Transcribe the closing lines of the listing exactly, starting at the one that contains "In the picture above, where can the man" and including the last.
------ Task data
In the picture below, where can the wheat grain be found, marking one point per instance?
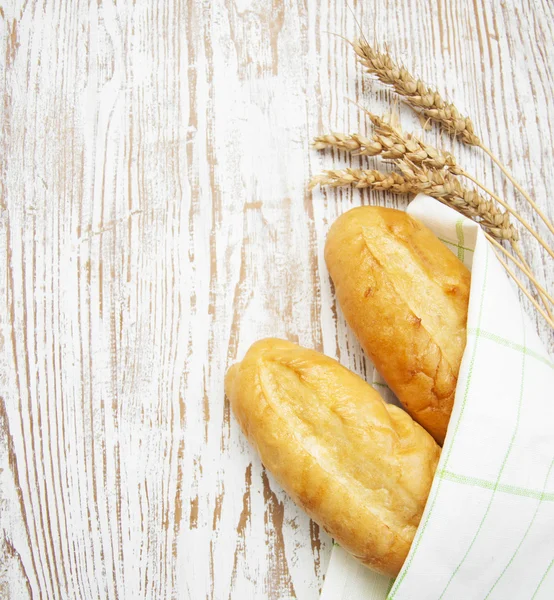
(417, 94)
(363, 178)
(447, 188)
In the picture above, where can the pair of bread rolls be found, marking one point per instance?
(360, 467)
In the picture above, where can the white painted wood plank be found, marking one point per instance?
(155, 221)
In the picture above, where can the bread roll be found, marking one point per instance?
(359, 467)
(405, 295)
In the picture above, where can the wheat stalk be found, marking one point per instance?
(391, 142)
(417, 94)
(364, 178)
(447, 188)
(444, 187)
(430, 103)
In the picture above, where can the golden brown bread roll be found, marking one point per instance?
(405, 295)
(359, 467)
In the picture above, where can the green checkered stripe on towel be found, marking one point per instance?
(488, 527)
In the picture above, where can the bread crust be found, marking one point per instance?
(359, 467)
(405, 295)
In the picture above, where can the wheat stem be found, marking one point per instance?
(524, 290)
(524, 266)
(511, 211)
(391, 142)
(518, 186)
(418, 95)
(544, 296)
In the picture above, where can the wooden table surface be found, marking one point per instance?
(155, 221)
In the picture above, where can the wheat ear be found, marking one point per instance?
(390, 142)
(417, 94)
(447, 188)
(430, 103)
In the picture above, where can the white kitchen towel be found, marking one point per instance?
(487, 531)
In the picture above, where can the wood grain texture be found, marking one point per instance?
(154, 221)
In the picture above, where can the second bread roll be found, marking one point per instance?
(405, 295)
(359, 467)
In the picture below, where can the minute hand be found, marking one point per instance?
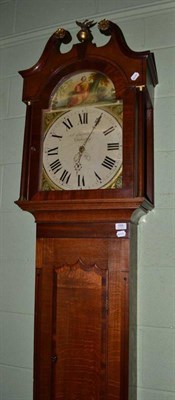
(95, 124)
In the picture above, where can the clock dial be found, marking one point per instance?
(83, 149)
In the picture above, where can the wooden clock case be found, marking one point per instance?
(82, 253)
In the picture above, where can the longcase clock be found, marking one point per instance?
(87, 170)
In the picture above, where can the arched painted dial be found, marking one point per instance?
(82, 149)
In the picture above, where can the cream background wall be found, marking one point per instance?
(25, 26)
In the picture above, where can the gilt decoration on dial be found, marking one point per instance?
(82, 131)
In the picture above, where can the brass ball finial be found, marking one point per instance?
(85, 35)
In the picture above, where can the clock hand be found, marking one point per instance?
(78, 156)
(95, 124)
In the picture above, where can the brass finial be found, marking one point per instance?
(85, 35)
(104, 27)
(63, 36)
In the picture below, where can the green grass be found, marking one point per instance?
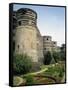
(54, 70)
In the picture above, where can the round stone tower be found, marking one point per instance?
(25, 35)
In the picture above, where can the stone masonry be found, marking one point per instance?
(27, 38)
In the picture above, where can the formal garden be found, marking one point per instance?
(52, 71)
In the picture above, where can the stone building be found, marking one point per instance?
(27, 38)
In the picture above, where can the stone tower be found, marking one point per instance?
(26, 39)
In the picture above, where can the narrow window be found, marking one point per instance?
(13, 46)
(18, 46)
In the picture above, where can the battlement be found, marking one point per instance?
(26, 16)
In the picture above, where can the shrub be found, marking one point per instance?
(56, 56)
(22, 64)
(48, 58)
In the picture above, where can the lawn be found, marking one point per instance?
(48, 74)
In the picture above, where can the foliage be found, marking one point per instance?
(22, 64)
(18, 81)
(29, 79)
(55, 71)
(48, 58)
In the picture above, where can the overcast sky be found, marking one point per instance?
(50, 21)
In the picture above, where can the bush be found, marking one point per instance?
(22, 64)
(56, 56)
(48, 58)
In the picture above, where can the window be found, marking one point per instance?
(19, 22)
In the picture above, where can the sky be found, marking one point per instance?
(50, 21)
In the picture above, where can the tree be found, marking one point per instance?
(22, 64)
(48, 58)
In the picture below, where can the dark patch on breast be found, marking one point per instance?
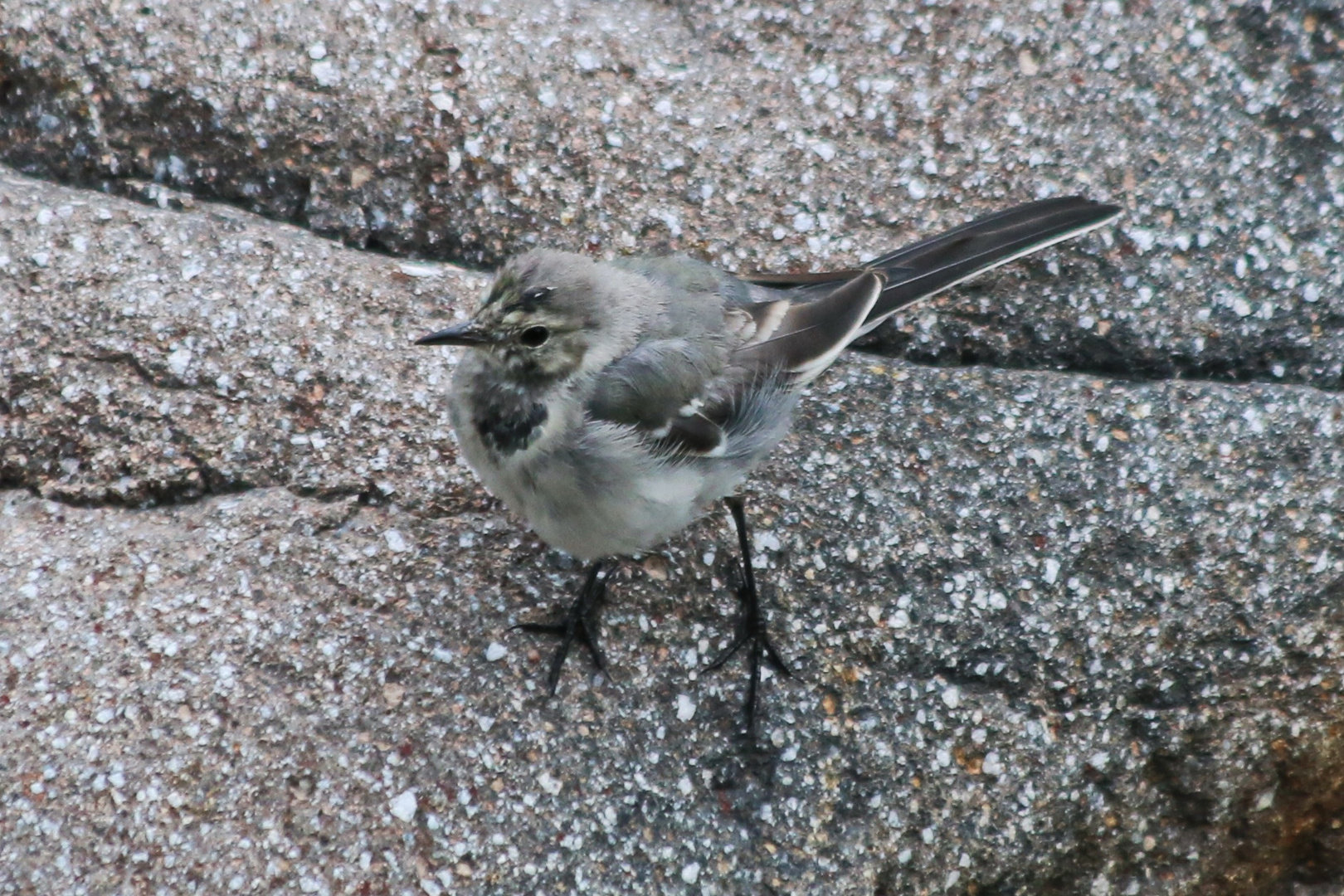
(509, 426)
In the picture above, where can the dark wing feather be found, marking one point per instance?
(936, 264)
(933, 265)
(806, 336)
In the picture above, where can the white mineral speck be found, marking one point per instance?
(325, 73)
(179, 360)
(403, 805)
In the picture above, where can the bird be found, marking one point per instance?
(611, 403)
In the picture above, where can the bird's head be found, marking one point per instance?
(539, 320)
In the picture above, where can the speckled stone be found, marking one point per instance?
(757, 136)
(1053, 633)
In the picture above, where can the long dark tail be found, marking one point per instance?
(938, 262)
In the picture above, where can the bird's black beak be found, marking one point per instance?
(465, 334)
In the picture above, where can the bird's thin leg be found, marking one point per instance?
(750, 625)
(580, 624)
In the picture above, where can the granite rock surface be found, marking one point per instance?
(1058, 558)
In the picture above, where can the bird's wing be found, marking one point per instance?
(728, 392)
(800, 338)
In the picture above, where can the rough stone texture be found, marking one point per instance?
(1054, 635)
(757, 134)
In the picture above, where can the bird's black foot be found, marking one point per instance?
(749, 631)
(581, 624)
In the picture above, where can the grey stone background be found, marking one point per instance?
(1058, 557)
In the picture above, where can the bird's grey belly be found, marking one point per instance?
(598, 492)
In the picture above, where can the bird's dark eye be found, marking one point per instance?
(533, 336)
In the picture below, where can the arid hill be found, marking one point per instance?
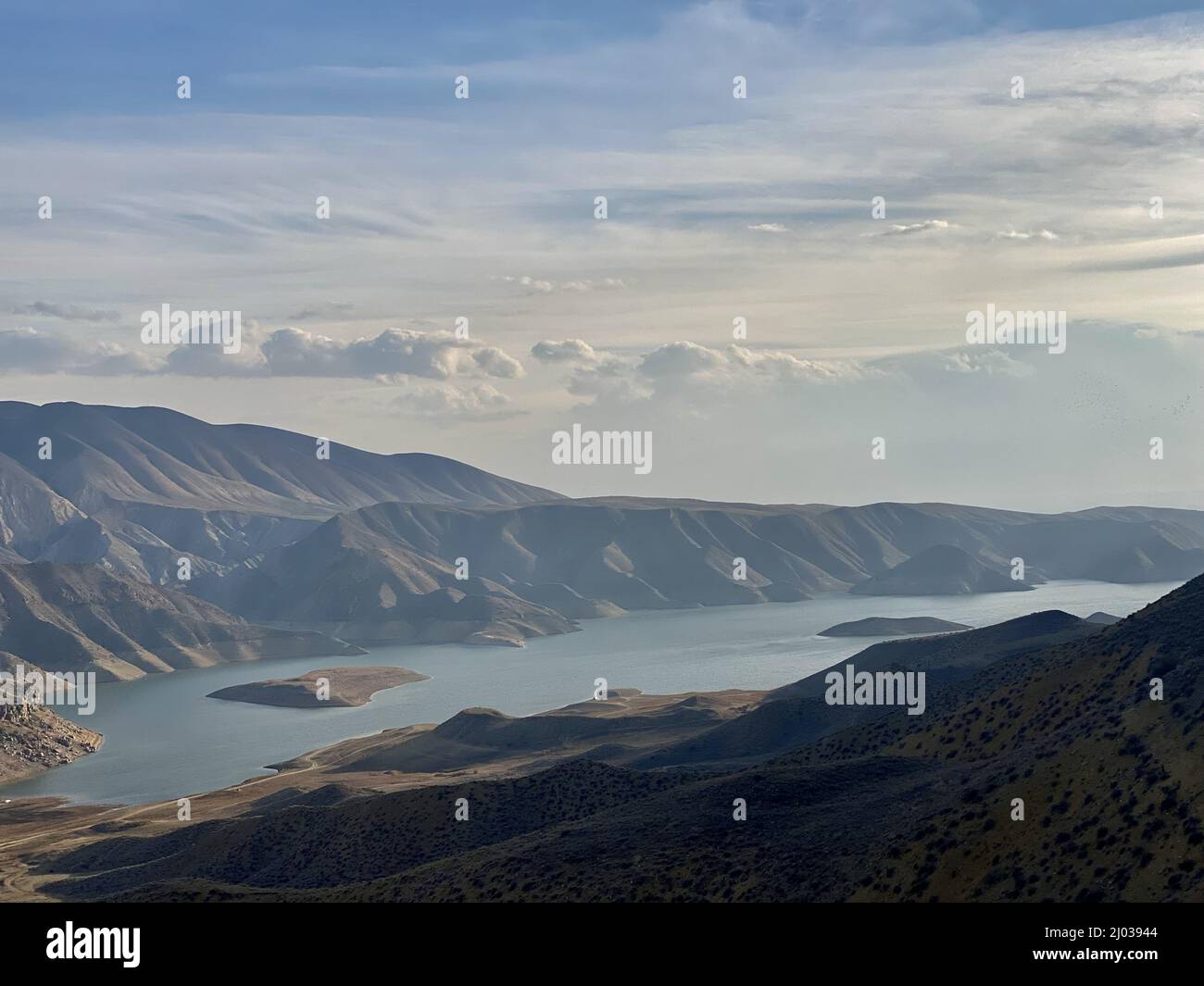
(883, 806)
(119, 628)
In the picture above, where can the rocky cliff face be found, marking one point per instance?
(34, 737)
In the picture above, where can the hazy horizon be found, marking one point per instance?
(718, 208)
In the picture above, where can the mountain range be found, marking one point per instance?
(424, 549)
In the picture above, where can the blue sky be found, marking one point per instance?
(718, 208)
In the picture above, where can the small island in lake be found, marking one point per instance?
(345, 686)
(892, 626)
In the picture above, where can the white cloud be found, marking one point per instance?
(896, 229)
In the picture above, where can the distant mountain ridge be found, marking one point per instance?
(133, 486)
(369, 545)
(82, 618)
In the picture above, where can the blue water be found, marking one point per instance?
(165, 740)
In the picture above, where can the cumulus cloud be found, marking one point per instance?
(684, 368)
(444, 402)
(29, 351)
(542, 287)
(323, 309)
(393, 356)
(896, 229)
(564, 351)
(394, 353)
(1039, 235)
(67, 312)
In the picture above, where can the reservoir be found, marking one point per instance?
(165, 740)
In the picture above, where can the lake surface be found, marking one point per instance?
(165, 740)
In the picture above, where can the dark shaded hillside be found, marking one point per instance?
(82, 618)
(891, 806)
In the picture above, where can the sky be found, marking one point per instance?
(1075, 191)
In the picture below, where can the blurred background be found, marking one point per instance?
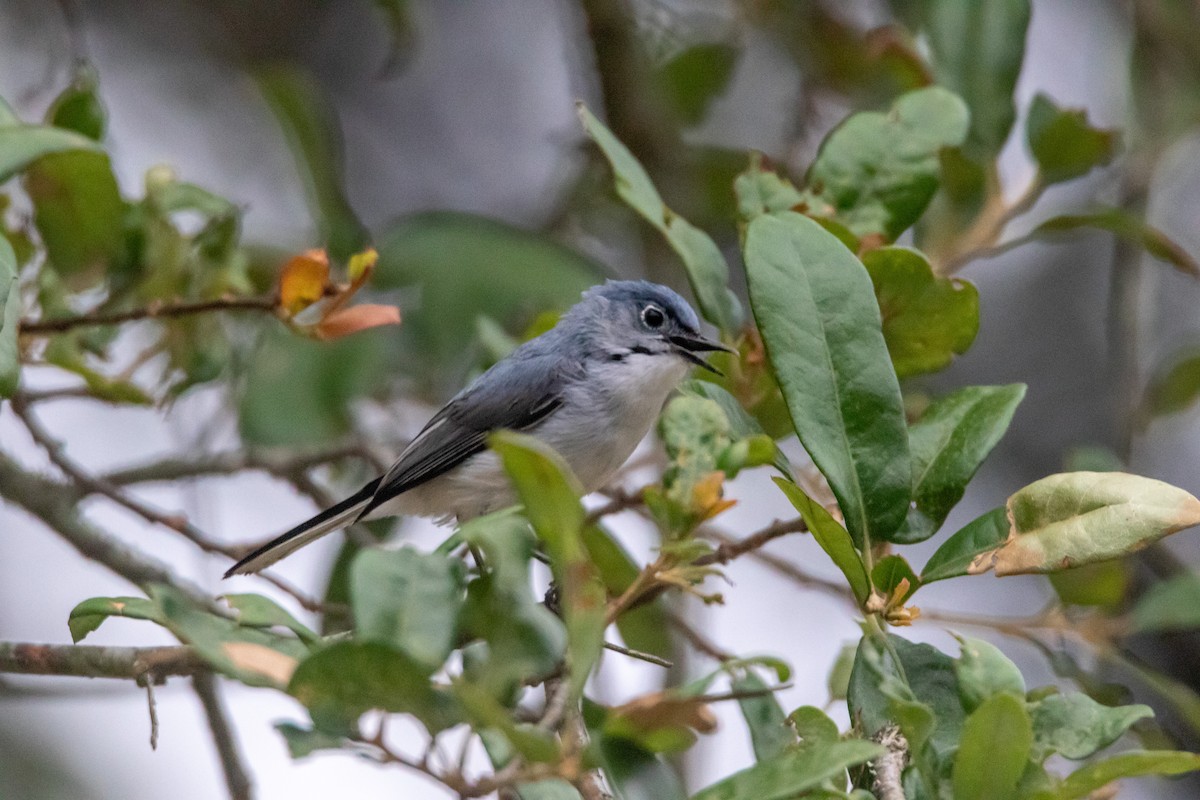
(445, 132)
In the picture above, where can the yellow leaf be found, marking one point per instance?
(345, 322)
(304, 280)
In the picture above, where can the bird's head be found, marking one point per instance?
(624, 318)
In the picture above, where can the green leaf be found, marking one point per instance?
(984, 672)
(978, 48)
(22, 145)
(79, 214)
(551, 498)
(88, 615)
(697, 76)
(1075, 518)
(256, 611)
(927, 319)
(994, 751)
(769, 733)
(1122, 224)
(1176, 389)
(438, 254)
(1062, 142)
(409, 600)
(707, 270)
(959, 552)
(347, 678)
(832, 537)
(949, 444)
(311, 130)
(792, 773)
(819, 319)
(10, 320)
(1097, 775)
(1075, 726)
(1171, 605)
(891, 572)
(877, 172)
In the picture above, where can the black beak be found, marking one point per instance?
(689, 346)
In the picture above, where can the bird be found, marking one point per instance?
(591, 388)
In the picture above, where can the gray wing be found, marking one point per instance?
(516, 394)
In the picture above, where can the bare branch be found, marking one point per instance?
(237, 781)
(154, 311)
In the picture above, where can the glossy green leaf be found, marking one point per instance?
(91, 613)
(409, 600)
(1170, 605)
(949, 443)
(1175, 390)
(978, 48)
(256, 611)
(311, 130)
(792, 773)
(995, 747)
(816, 311)
(438, 254)
(551, 498)
(707, 270)
(1075, 726)
(79, 214)
(959, 552)
(10, 320)
(983, 672)
(769, 733)
(1135, 763)
(347, 678)
(876, 173)
(833, 539)
(1075, 518)
(1063, 144)
(927, 319)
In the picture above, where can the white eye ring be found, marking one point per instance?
(653, 317)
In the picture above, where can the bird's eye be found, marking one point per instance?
(653, 317)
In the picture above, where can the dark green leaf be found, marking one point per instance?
(978, 48)
(88, 615)
(1075, 726)
(348, 678)
(832, 537)
(79, 214)
(409, 600)
(439, 254)
(948, 445)
(707, 270)
(927, 319)
(1097, 775)
(769, 733)
(958, 552)
(792, 773)
(995, 749)
(311, 128)
(1170, 605)
(983, 672)
(876, 173)
(551, 498)
(1062, 142)
(256, 611)
(1075, 518)
(816, 310)
(10, 320)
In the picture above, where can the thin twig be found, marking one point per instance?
(237, 780)
(154, 311)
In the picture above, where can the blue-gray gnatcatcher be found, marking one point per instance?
(591, 388)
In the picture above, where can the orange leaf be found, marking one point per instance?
(357, 318)
(303, 281)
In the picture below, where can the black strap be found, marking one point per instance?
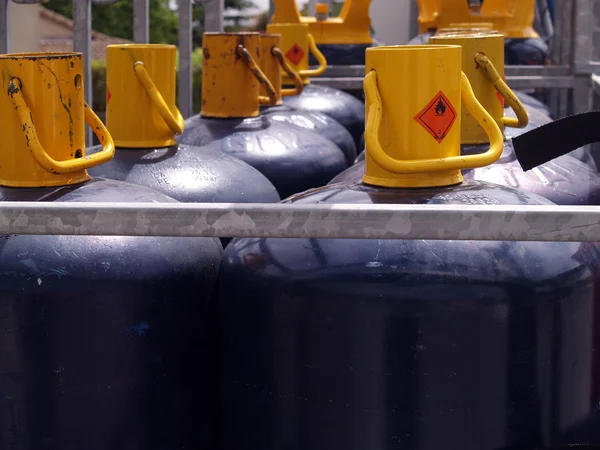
(557, 138)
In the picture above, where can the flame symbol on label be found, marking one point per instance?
(440, 108)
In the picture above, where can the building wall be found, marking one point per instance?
(28, 28)
(391, 20)
(25, 29)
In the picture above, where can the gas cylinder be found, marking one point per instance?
(539, 113)
(293, 159)
(514, 19)
(564, 180)
(342, 39)
(272, 61)
(416, 344)
(296, 43)
(105, 339)
(143, 119)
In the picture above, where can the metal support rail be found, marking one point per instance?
(432, 222)
(517, 77)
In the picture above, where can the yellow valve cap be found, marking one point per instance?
(322, 8)
(414, 100)
(141, 111)
(43, 121)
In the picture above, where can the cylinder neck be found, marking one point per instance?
(491, 45)
(229, 88)
(50, 85)
(133, 116)
(294, 45)
(269, 64)
(322, 12)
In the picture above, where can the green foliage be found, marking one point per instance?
(99, 83)
(116, 19)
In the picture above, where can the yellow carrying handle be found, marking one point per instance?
(298, 84)
(509, 96)
(37, 151)
(174, 120)
(312, 46)
(260, 76)
(375, 114)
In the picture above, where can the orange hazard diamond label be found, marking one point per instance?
(437, 117)
(295, 54)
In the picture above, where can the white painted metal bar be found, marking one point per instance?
(213, 15)
(434, 222)
(82, 42)
(141, 21)
(185, 57)
(4, 26)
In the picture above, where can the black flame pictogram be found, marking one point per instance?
(440, 108)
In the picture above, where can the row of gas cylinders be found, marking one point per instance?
(164, 343)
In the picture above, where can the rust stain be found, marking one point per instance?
(62, 101)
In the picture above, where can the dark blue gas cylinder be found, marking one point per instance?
(381, 344)
(189, 174)
(343, 54)
(293, 159)
(147, 152)
(107, 342)
(564, 180)
(339, 105)
(317, 122)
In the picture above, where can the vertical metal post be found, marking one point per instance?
(582, 54)
(413, 16)
(213, 15)
(141, 21)
(185, 57)
(561, 52)
(5, 26)
(82, 42)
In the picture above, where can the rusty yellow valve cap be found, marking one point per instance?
(413, 110)
(141, 110)
(43, 118)
(231, 75)
(352, 26)
(486, 80)
(492, 101)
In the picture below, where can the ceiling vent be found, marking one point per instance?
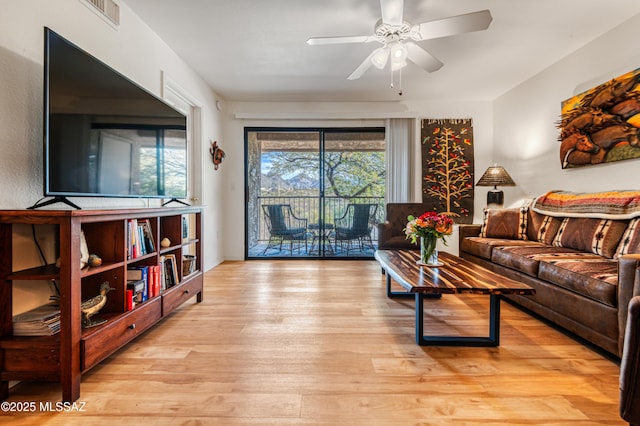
(106, 8)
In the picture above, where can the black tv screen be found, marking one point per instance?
(104, 135)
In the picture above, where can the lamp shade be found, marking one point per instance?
(496, 176)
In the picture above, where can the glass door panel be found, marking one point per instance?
(283, 192)
(354, 182)
(300, 184)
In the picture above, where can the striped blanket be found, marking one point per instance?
(604, 205)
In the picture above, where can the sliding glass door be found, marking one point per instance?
(313, 192)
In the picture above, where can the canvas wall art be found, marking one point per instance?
(447, 167)
(601, 125)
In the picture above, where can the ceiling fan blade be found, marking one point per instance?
(363, 67)
(339, 40)
(392, 11)
(469, 22)
(422, 58)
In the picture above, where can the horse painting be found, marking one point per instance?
(602, 124)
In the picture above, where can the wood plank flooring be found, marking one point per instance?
(318, 342)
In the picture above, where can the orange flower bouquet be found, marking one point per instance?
(429, 227)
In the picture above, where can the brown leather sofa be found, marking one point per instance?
(584, 292)
(391, 234)
(630, 364)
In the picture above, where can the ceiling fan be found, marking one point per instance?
(397, 37)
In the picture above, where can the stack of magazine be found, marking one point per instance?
(41, 321)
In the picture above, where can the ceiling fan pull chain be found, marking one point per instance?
(391, 69)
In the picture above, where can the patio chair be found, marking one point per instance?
(284, 226)
(355, 226)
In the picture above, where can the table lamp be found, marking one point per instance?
(495, 176)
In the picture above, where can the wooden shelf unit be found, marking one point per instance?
(66, 355)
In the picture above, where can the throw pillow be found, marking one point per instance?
(598, 236)
(630, 242)
(509, 224)
(542, 228)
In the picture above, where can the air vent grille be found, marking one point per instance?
(108, 8)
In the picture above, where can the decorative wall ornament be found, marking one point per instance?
(217, 154)
(602, 124)
(447, 167)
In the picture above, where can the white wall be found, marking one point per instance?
(132, 49)
(328, 114)
(526, 139)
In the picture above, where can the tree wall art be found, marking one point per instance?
(447, 167)
(601, 125)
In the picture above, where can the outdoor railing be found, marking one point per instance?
(308, 207)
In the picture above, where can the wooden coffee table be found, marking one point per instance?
(456, 276)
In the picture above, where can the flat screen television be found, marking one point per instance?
(105, 136)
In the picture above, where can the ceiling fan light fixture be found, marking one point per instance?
(395, 66)
(380, 57)
(399, 53)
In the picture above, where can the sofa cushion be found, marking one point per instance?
(482, 247)
(525, 258)
(505, 223)
(541, 227)
(588, 274)
(630, 241)
(598, 236)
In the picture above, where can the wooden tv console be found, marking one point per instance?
(66, 355)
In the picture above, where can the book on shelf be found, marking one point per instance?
(140, 239)
(41, 321)
(140, 273)
(169, 271)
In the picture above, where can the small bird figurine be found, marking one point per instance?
(92, 306)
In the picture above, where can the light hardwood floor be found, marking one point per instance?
(318, 342)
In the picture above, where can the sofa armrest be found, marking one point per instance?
(629, 366)
(467, 230)
(628, 287)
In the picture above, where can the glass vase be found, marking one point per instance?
(428, 251)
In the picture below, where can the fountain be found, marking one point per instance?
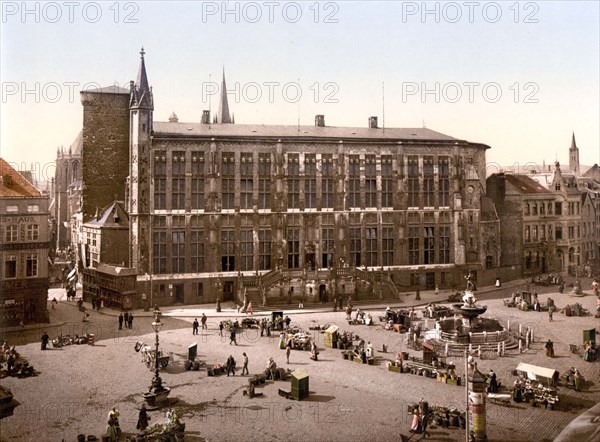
(467, 330)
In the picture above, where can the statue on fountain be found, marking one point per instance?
(470, 282)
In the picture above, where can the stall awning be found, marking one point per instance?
(533, 371)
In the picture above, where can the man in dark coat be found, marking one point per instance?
(143, 419)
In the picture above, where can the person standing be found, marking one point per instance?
(45, 339)
(245, 367)
(549, 349)
(230, 365)
(143, 418)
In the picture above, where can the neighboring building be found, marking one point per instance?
------------
- Your solution
In the picture above, where can the man in dark coat be found, marking one point per instance?
(143, 419)
In the picture above, where can the person standing be found, marking one point per instance?
(45, 339)
(245, 367)
(549, 349)
(230, 365)
(143, 418)
In the picture above, where can the neighboring building be found, marking one point per instance?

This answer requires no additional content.